■ WORK TO BE COMPLETED ■
Go through the material underneath and show every line where the string "concrete" occurs.

⁂

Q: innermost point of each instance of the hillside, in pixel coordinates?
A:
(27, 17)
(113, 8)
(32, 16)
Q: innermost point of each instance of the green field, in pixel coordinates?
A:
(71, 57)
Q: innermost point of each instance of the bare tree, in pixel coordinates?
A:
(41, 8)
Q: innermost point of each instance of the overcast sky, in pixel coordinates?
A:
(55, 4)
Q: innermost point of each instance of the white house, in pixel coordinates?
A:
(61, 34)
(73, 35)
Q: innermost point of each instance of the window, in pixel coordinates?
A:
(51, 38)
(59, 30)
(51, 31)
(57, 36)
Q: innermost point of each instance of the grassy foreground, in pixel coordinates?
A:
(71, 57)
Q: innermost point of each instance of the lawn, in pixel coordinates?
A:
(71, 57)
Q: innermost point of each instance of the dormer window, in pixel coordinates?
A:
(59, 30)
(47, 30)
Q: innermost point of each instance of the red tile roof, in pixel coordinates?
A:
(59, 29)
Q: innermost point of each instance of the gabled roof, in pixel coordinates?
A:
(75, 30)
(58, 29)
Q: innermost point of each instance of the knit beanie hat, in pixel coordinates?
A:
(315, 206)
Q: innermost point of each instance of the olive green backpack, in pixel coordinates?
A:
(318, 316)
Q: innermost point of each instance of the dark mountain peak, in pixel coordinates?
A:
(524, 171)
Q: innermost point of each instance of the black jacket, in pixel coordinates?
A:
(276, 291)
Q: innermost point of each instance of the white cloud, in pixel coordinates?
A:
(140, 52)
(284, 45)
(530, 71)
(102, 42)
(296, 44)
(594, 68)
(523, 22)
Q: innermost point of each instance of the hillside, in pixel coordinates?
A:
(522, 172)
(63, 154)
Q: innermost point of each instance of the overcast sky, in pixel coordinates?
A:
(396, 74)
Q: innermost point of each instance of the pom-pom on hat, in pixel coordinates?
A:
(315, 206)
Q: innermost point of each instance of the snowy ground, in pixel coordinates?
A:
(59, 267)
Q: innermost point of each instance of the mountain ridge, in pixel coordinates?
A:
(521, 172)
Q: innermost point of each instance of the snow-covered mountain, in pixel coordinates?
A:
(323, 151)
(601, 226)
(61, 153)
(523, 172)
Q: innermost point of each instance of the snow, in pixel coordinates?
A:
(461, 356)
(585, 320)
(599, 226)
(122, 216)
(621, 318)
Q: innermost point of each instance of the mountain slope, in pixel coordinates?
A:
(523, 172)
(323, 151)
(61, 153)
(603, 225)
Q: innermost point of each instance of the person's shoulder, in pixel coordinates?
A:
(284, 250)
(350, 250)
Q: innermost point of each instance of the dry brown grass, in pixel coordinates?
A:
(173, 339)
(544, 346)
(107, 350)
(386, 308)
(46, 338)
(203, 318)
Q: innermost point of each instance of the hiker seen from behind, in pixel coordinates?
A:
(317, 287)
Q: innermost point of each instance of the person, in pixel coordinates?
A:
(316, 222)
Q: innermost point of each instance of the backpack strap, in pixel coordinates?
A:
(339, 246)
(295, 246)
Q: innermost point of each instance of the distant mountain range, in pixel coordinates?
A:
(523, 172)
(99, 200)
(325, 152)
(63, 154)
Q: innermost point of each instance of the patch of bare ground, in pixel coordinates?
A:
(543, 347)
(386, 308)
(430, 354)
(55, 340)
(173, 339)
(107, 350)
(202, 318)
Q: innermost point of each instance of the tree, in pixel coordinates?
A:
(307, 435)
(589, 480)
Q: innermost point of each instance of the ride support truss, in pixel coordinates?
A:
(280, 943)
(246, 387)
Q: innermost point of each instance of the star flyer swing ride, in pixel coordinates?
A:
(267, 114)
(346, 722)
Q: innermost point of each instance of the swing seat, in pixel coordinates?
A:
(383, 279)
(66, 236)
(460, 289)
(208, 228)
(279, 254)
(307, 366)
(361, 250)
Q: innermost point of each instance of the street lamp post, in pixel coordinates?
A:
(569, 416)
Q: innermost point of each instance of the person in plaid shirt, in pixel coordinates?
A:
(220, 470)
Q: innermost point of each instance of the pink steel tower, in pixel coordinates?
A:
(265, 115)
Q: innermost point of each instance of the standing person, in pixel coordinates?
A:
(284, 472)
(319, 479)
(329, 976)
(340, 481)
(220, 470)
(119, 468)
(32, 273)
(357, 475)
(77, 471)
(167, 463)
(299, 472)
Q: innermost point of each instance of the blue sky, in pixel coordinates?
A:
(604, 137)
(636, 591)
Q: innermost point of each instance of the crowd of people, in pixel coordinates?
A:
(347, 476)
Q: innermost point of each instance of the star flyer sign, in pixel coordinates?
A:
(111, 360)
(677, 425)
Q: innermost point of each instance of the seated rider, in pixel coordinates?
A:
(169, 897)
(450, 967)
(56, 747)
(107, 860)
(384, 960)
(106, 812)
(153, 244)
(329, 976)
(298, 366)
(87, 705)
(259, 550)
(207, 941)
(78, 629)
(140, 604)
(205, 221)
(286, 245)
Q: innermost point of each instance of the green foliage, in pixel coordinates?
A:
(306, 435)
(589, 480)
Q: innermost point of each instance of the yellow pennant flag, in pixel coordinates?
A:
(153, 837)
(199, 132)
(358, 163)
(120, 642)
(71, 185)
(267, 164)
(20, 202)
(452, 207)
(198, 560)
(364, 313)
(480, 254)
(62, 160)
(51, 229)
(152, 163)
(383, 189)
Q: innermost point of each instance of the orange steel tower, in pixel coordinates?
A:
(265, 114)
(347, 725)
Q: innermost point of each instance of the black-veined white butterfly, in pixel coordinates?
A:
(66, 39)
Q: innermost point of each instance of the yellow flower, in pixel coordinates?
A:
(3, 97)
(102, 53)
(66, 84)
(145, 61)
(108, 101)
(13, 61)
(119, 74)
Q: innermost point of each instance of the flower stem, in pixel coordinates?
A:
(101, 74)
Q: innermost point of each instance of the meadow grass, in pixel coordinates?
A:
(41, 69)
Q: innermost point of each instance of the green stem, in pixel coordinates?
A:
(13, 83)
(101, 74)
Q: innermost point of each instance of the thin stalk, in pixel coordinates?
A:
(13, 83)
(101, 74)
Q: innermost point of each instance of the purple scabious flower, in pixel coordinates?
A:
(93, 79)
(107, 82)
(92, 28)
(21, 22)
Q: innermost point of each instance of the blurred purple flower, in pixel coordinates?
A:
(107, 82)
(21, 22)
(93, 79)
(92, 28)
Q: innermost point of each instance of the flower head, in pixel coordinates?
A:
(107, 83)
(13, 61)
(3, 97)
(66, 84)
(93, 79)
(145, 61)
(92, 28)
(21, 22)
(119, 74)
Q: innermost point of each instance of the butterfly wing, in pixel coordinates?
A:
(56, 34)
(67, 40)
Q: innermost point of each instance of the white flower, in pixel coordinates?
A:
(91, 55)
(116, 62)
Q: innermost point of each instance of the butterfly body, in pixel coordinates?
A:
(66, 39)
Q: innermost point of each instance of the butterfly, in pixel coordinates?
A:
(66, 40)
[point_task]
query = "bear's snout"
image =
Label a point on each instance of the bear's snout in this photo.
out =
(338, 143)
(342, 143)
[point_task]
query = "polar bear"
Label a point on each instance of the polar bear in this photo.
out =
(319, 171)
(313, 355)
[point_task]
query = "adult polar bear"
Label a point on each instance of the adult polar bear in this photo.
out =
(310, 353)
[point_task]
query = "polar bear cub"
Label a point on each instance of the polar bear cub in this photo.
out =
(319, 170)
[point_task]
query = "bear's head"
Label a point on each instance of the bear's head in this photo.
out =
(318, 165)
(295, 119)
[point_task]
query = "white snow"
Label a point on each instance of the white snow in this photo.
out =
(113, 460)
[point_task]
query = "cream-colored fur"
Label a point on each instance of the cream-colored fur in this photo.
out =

⁂

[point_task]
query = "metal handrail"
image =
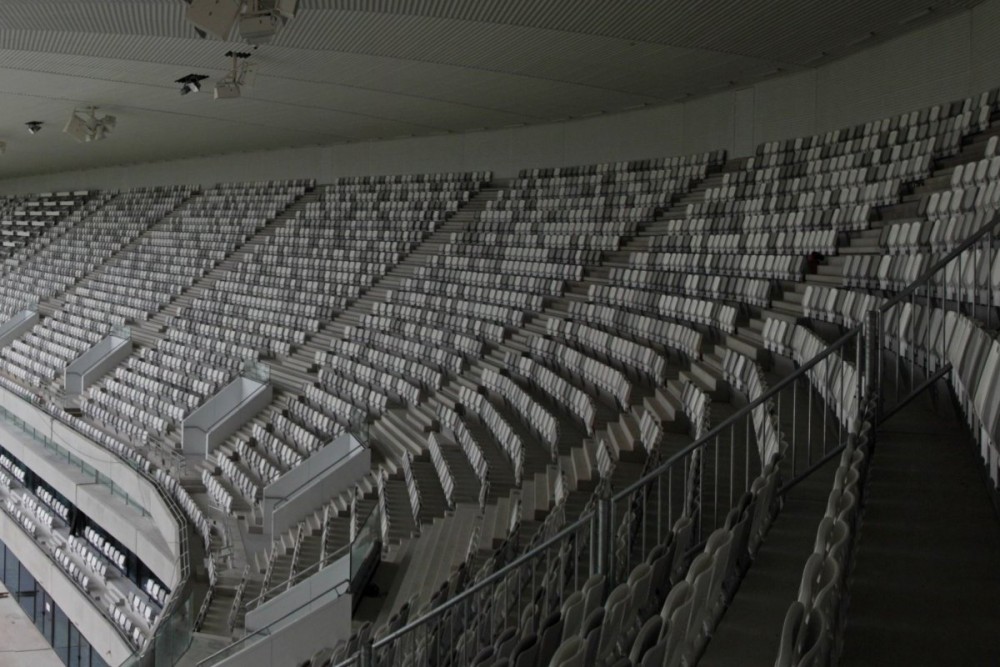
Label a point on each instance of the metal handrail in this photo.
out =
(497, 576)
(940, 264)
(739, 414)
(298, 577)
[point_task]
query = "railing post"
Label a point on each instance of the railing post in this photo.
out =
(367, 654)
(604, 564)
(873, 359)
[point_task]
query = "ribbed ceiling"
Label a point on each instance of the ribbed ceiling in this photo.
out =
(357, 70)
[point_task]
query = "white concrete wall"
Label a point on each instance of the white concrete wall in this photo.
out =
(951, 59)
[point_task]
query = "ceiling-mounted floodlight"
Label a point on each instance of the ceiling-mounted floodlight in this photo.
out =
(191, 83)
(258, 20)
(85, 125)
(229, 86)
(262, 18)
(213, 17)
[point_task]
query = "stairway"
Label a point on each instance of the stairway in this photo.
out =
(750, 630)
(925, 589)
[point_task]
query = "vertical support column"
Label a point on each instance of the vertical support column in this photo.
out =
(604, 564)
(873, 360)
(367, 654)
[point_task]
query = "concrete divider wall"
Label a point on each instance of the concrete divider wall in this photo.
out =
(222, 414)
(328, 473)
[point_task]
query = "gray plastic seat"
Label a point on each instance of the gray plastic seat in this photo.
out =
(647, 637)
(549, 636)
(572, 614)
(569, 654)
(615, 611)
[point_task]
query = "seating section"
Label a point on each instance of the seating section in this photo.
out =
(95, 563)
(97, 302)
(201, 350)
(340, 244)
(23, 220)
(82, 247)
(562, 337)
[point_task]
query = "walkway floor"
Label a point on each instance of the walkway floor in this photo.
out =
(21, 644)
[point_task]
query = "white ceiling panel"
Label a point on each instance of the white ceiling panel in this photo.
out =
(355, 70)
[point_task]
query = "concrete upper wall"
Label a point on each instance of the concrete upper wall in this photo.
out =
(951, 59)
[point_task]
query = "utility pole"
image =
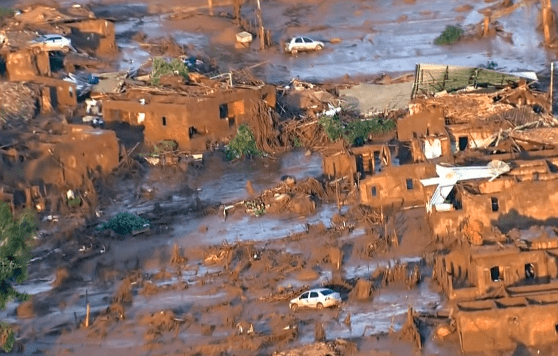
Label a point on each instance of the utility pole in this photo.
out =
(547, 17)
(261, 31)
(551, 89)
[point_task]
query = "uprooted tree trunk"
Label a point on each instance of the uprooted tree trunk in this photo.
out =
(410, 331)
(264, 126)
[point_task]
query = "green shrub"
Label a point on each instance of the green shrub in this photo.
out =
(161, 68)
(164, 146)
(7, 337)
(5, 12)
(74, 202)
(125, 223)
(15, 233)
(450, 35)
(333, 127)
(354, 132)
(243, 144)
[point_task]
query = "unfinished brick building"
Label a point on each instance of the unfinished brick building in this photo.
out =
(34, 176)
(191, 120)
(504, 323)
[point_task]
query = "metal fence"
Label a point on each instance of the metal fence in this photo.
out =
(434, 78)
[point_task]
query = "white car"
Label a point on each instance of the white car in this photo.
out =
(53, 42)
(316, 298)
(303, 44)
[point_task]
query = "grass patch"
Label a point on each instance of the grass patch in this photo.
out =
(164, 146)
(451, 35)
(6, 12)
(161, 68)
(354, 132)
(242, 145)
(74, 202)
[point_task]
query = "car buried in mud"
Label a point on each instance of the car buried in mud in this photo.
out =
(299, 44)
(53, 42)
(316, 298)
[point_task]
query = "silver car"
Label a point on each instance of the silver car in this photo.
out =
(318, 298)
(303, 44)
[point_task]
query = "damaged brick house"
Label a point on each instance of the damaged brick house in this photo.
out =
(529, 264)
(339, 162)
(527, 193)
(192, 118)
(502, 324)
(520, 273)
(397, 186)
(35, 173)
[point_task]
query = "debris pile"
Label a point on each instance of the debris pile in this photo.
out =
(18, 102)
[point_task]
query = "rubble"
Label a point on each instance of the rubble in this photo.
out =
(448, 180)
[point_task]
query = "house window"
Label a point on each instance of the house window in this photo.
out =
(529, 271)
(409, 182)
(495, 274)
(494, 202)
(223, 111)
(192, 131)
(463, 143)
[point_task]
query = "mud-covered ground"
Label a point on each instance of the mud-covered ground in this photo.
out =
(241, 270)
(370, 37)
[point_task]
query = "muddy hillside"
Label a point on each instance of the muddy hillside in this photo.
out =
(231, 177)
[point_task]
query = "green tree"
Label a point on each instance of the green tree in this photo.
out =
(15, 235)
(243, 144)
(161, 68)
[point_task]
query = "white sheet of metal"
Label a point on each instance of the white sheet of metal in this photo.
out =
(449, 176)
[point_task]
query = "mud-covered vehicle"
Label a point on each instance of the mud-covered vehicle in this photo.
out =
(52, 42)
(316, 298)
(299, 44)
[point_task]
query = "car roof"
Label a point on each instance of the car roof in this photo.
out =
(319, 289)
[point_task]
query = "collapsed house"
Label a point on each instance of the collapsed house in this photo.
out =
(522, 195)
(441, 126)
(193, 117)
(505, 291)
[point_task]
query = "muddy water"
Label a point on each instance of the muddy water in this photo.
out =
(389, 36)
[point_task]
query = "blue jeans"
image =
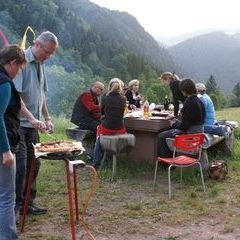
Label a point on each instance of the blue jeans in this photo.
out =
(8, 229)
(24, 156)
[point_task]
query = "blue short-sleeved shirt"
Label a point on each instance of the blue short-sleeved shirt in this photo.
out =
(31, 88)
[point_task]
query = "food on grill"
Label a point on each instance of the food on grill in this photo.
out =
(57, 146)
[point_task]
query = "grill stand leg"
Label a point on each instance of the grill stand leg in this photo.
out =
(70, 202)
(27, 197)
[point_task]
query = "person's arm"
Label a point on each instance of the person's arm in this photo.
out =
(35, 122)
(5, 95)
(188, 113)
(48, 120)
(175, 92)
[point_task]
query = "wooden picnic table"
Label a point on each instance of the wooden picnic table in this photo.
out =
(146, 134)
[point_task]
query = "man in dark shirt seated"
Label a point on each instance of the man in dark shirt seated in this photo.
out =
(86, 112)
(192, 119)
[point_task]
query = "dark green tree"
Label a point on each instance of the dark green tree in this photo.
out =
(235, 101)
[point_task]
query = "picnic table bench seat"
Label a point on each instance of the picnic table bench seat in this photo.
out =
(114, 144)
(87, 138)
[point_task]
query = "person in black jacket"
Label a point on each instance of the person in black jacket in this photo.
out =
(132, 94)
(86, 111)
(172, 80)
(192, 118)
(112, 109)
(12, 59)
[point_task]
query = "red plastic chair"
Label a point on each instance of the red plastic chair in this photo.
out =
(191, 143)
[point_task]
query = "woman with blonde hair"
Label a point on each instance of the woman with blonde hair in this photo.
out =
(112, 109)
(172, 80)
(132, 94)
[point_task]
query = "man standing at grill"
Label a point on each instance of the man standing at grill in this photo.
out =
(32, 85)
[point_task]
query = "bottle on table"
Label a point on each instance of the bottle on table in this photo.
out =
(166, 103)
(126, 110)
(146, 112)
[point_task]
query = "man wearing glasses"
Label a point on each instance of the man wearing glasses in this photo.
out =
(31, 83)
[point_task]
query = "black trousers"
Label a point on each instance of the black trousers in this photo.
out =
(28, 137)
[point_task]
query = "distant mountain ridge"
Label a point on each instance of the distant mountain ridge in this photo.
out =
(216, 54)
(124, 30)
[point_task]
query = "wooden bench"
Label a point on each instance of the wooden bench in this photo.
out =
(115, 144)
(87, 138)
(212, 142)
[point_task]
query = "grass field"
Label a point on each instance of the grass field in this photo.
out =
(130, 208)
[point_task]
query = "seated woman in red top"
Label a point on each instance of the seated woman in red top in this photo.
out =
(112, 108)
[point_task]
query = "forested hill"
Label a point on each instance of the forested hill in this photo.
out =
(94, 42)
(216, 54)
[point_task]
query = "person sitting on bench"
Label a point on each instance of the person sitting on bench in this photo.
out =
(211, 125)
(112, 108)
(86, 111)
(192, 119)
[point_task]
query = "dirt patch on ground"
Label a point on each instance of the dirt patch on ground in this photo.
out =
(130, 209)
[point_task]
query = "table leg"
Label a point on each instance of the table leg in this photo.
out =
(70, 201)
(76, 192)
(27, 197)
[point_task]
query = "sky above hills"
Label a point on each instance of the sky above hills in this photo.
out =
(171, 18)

⁂

■ EXERCISE SOLUTION ■
query = "white concrete wall"
Label a point on each instance of the white concrete wall in this photo.
query = "concrete divider wall"
Label a point on each instance of the concrete divider wall in this photo.
query = "concrete upper wall"
Label a point on each instance of the concrete upper wall in this photo.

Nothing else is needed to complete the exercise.